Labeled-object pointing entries
-.-.-
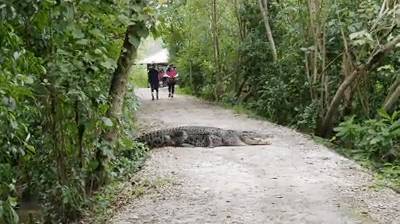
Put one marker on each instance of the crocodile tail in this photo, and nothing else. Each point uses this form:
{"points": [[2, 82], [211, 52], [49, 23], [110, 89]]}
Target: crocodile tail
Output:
{"points": [[252, 138]]}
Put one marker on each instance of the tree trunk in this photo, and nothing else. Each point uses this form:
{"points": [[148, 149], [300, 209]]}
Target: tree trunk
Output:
{"points": [[392, 99], [215, 34], [264, 11], [117, 94], [373, 61]]}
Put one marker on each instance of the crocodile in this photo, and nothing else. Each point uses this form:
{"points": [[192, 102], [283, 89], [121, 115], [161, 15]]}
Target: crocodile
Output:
{"points": [[201, 136]]}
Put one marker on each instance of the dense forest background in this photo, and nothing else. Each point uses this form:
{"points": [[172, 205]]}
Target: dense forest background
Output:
{"points": [[325, 67], [330, 68]]}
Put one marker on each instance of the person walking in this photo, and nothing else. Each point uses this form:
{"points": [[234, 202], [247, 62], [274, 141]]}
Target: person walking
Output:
{"points": [[153, 81], [172, 74]]}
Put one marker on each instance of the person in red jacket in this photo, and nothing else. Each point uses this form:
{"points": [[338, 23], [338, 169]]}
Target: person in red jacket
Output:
{"points": [[172, 75]]}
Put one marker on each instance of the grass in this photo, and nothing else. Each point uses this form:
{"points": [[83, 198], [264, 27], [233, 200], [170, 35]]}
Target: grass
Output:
{"points": [[119, 194], [385, 175]]}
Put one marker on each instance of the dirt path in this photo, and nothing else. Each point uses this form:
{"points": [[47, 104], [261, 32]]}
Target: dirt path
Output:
{"points": [[294, 180]]}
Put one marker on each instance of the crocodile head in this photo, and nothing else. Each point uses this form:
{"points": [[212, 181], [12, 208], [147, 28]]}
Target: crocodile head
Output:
{"points": [[253, 138]]}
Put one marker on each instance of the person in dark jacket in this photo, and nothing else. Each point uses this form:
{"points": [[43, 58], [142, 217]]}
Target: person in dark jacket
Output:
{"points": [[153, 81]]}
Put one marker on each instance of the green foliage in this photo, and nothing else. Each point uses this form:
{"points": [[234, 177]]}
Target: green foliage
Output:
{"points": [[56, 61], [376, 139], [318, 47]]}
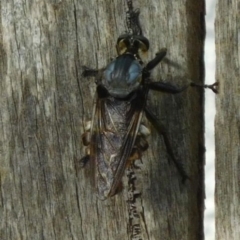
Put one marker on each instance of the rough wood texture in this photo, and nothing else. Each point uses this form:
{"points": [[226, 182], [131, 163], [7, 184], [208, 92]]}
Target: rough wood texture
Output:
{"points": [[228, 121], [44, 103]]}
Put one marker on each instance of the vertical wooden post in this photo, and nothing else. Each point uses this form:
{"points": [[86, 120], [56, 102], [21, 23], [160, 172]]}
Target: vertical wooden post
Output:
{"points": [[45, 101], [227, 195]]}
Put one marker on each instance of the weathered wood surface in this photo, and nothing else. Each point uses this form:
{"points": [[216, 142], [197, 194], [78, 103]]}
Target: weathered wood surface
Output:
{"points": [[44, 103], [227, 123]]}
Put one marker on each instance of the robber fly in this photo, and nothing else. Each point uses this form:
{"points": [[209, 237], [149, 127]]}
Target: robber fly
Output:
{"points": [[115, 134]]}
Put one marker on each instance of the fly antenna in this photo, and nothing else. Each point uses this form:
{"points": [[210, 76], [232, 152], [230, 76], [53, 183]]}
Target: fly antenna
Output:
{"points": [[132, 20]]}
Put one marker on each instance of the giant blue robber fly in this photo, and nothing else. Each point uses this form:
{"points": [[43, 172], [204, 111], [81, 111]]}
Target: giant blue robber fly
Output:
{"points": [[115, 135]]}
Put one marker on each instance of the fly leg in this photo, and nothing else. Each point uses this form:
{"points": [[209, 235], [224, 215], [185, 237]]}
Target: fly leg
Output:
{"points": [[161, 129], [86, 138]]}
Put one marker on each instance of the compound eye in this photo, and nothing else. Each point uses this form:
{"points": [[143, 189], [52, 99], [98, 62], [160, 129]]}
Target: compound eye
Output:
{"points": [[134, 72], [109, 71], [122, 46]]}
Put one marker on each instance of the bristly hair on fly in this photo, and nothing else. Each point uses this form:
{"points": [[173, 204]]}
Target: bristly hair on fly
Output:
{"points": [[116, 135]]}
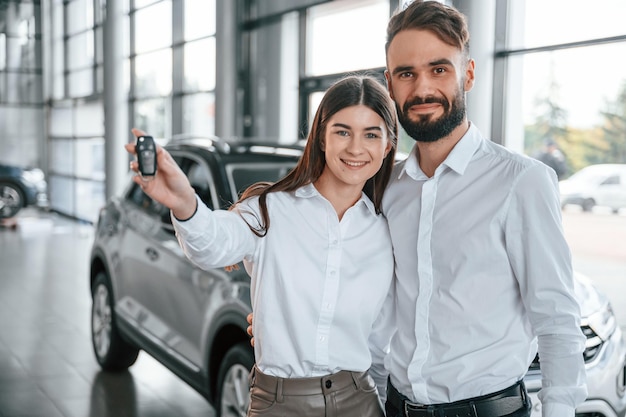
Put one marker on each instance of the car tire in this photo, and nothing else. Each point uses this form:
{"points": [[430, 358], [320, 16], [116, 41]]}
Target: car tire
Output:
{"points": [[588, 204], [112, 352], [11, 200], [232, 381]]}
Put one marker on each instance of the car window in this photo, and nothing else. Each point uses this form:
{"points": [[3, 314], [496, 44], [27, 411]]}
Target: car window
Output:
{"points": [[199, 179], [612, 180], [199, 176], [139, 198]]}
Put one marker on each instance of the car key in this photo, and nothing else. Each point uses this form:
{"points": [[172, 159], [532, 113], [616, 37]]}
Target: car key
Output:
{"points": [[146, 155]]}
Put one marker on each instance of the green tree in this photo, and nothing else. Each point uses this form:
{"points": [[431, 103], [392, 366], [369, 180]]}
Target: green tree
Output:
{"points": [[614, 128]]}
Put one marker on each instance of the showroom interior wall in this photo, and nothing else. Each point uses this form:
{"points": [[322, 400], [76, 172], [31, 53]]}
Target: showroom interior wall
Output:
{"points": [[73, 81]]}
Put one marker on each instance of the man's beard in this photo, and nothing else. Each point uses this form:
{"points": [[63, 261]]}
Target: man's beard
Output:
{"points": [[427, 130]]}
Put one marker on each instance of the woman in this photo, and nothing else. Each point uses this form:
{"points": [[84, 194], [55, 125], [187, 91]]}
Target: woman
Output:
{"points": [[318, 253]]}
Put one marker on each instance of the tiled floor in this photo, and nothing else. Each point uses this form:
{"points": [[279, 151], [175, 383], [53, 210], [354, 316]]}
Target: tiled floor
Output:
{"points": [[47, 367]]}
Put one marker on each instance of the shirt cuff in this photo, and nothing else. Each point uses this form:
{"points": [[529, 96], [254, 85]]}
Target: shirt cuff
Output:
{"points": [[192, 214]]}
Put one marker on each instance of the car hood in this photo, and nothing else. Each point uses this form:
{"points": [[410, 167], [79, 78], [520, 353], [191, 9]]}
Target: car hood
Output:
{"points": [[567, 187], [588, 296]]}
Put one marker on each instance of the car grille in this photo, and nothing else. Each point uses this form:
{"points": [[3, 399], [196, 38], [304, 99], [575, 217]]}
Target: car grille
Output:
{"points": [[592, 347]]}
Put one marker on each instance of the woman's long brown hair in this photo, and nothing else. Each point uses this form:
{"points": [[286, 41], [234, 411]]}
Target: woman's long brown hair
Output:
{"points": [[349, 91]]}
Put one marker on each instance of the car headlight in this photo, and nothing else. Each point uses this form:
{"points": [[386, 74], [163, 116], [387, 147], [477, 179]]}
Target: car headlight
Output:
{"points": [[33, 176], [598, 328]]}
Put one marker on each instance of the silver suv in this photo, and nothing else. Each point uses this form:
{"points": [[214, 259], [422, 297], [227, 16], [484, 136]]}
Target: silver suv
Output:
{"points": [[605, 357], [147, 296]]}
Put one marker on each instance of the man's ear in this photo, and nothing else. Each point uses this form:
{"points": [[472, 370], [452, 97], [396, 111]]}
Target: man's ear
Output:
{"points": [[388, 79], [469, 75]]}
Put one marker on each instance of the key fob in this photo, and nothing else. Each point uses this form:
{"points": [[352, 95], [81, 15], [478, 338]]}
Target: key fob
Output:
{"points": [[146, 155]]}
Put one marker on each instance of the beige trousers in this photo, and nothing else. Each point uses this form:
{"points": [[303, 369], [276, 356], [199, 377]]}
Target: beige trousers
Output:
{"points": [[344, 394]]}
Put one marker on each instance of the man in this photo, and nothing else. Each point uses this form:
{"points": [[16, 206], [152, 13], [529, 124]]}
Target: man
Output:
{"points": [[483, 271]]}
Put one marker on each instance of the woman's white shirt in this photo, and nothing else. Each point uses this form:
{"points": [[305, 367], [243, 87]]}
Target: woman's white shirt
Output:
{"points": [[318, 285]]}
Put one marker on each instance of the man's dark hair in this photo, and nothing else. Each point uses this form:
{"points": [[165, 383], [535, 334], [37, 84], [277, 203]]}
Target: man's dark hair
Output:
{"points": [[446, 22]]}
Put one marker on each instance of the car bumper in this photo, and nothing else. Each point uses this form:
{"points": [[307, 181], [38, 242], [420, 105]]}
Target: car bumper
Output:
{"points": [[605, 383]]}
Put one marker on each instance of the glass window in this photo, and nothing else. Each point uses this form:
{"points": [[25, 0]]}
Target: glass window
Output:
{"points": [[90, 158], [79, 16], [80, 53], [3, 52], [61, 194], [540, 22], [199, 179], [80, 83], [154, 116], [199, 18], [61, 120], [89, 120], [143, 3], [551, 104], [89, 199], [22, 88], [153, 74], [346, 36], [153, 27], [61, 157], [199, 114], [200, 65]]}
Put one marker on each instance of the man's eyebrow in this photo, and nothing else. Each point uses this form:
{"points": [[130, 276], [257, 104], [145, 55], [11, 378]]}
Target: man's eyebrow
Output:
{"points": [[442, 61], [403, 68]]}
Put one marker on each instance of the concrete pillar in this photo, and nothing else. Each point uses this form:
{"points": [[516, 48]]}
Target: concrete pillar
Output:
{"points": [[481, 15], [226, 103], [116, 129]]}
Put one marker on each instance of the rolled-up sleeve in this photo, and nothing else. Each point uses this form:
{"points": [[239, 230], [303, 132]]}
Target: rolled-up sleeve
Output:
{"points": [[541, 261], [214, 239]]}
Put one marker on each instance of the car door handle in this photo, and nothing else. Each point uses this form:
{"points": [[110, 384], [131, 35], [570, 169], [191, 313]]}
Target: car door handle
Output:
{"points": [[153, 255]]}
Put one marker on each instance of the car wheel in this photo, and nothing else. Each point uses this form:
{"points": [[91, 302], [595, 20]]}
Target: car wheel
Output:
{"points": [[588, 204], [232, 382], [112, 352], [11, 200]]}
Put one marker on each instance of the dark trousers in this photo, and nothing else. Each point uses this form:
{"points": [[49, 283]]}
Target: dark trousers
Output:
{"points": [[393, 411]]}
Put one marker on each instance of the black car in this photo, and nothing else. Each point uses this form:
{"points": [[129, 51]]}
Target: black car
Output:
{"points": [[19, 188], [148, 296]]}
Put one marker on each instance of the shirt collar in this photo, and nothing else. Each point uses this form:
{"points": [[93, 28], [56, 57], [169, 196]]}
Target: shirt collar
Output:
{"points": [[309, 191], [458, 159]]}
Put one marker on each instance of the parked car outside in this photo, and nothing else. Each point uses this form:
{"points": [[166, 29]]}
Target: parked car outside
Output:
{"points": [[596, 185], [605, 357], [148, 296], [19, 188]]}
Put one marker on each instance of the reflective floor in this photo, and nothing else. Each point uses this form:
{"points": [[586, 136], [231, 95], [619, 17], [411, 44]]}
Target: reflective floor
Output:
{"points": [[47, 368]]}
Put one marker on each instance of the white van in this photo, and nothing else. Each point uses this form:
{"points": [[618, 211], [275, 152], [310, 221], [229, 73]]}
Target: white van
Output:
{"points": [[596, 185]]}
-.-.-
* _Exercise_:
With both ends included, please retype exactly the lines from the line containing "Put one marker on each instance of the parked" to the final line of the data.

* _Exercise answer_:
Put one marker on each instance of the parked car outside in this photo, and nothing else. Each point uses this form:
{"points": [[166, 29]]}
Target: parked car outside
Output:
{"points": [[596, 185], [605, 357], [148, 296], [19, 188]]}
Put one marker on each instance of the reflective floor in this photo, and nothing else. Each point uses this form:
{"points": [[586, 136], [231, 95], [619, 17], [411, 44]]}
Target: reflective floor
Output:
{"points": [[47, 368]]}
Put one marker on each instance of the white van in this photo, and nothing else. Each point uses this form:
{"points": [[618, 211], [275, 152], [310, 221], [229, 73]]}
Target: white van
Output:
{"points": [[596, 185]]}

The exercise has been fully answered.